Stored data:
****************************************
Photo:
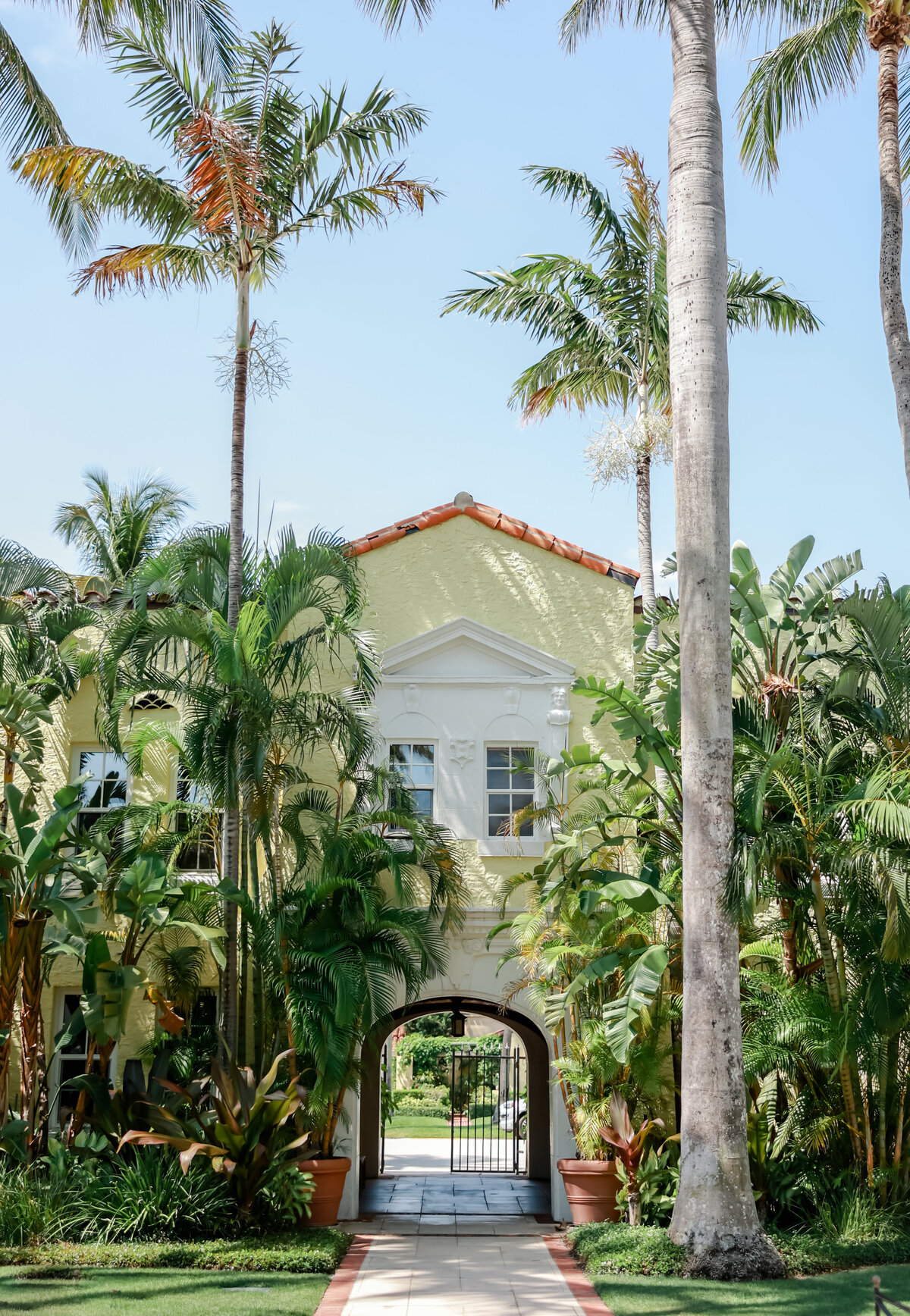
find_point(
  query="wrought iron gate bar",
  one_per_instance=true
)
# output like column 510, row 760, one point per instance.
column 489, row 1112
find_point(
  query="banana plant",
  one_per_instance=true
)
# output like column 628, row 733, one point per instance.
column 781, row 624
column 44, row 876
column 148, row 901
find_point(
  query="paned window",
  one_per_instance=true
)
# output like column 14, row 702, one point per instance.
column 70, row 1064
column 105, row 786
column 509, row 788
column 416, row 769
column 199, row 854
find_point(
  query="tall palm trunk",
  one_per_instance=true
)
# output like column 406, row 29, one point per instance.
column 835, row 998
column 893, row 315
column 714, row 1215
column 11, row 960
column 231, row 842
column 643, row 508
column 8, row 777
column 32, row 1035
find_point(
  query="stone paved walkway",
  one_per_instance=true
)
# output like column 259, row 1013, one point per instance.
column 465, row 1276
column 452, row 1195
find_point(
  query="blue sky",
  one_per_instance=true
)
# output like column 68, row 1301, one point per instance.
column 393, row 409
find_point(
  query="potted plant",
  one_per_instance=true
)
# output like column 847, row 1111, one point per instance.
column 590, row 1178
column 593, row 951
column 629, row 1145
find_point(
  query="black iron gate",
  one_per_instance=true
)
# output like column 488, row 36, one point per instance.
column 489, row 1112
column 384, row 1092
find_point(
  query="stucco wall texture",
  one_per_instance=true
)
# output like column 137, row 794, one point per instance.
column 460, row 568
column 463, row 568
****************************************
Given exercise
Transcribe the listing above verbatim. Omit the pictures.

Final answer
Photo:
find_point(
  query="wrought iron gate bar",
  one_per_instance=true
)
# output like column 510, row 760, one point per instance.
column 489, row 1112
find_point(
  query="banana plant",
  one_per_instance=true
)
# output like column 628, row 733, one point per instance.
column 781, row 624
column 44, row 876
column 148, row 901
find_point(
  query="paned window",
  one_per_instance=true
)
# output like column 14, row 702, one point per instance.
column 70, row 1064
column 105, row 786
column 509, row 788
column 416, row 769
column 199, row 854
find_point(
  query="tall palm trunk",
  one_per_instance=true
)
# output like column 406, row 29, one point per instance.
column 835, row 998
column 893, row 315
column 714, row 1215
column 11, row 960
column 231, row 842
column 643, row 508
column 8, row 777
column 32, row 1035
find_point(
  query="stone paved walkway",
  one_per_instance=true
)
# output like column 259, row 1013, one point per instance.
column 465, row 1276
column 452, row 1195
find_point(
  query="blue sky",
  one_per_instance=true
)
# output like column 68, row 1301, one point per instance.
column 393, row 409
find_point(
  query="potted plant",
  one_per_instance=true
)
# output like column 847, row 1111, one point per instance.
column 590, row 1178
column 593, row 951
column 629, row 1145
find_point(
  query="black iron gate",
  one_per_instance=true
)
# output like column 488, row 36, one point per instance.
column 489, row 1112
column 384, row 1092
find_point(
  query="stucco wall texture",
  one_per_instance=true
)
# output like column 137, row 794, one point per instance.
column 460, row 568
column 463, row 568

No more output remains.